-- Start ENTRIES SHOWN --
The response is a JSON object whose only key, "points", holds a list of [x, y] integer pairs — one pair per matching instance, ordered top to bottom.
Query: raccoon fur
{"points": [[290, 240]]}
-- End ENTRIES SHOWN --
-- Start ENTRIES SHOWN --
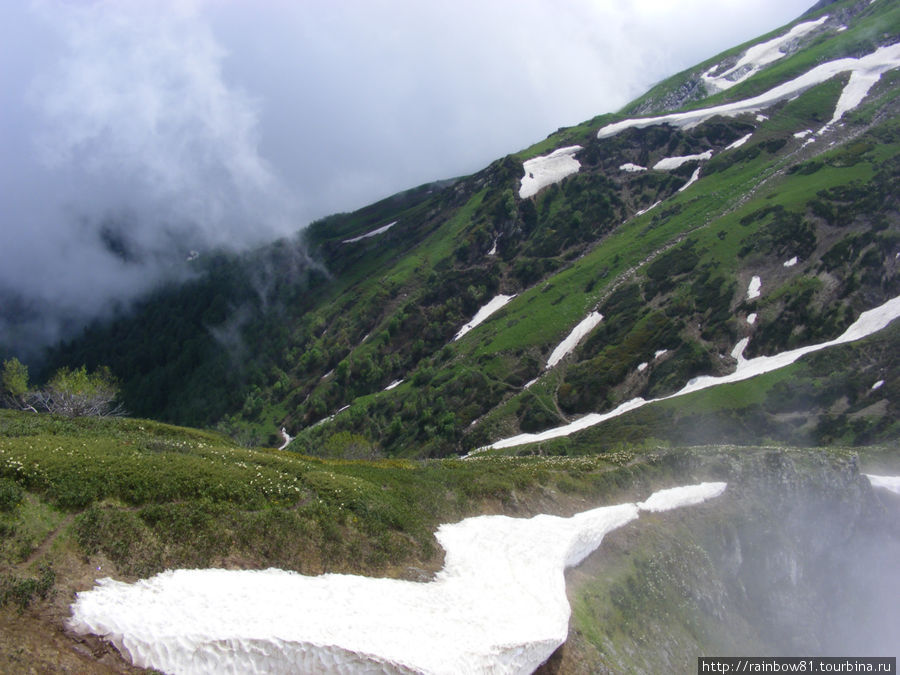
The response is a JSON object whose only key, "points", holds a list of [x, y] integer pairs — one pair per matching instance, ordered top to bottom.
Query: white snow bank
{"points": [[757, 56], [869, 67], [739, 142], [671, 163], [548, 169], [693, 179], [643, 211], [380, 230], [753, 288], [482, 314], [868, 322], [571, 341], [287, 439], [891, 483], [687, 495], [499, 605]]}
-- End ENTRIES SHOWN --
__WHAT THE TASK ASKS__
Return each line in the entries above that contains the string "points". Matches must have the same capitalization.

__TASK RESULT__
The response is a JSON object whose only key, "points", holds a list of [x, y] integer pairs — one pair per matching instance, ordered top to bottom.
{"points": [[290, 240]]}
The response is a JSON object whose only key, "points", holds a list of [x, y] integer pairs — one pair per matching instance, ordered top to bottom.
{"points": [[757, 56], [869, 67], [739, 142], [671, 163], [548, 169], [693, 179], [643, 211], [380, 230], [753, 288], [482, 314], [868, 322], [571, 341], [287, 439], [891, 483], [687, 495], [499, 605]]}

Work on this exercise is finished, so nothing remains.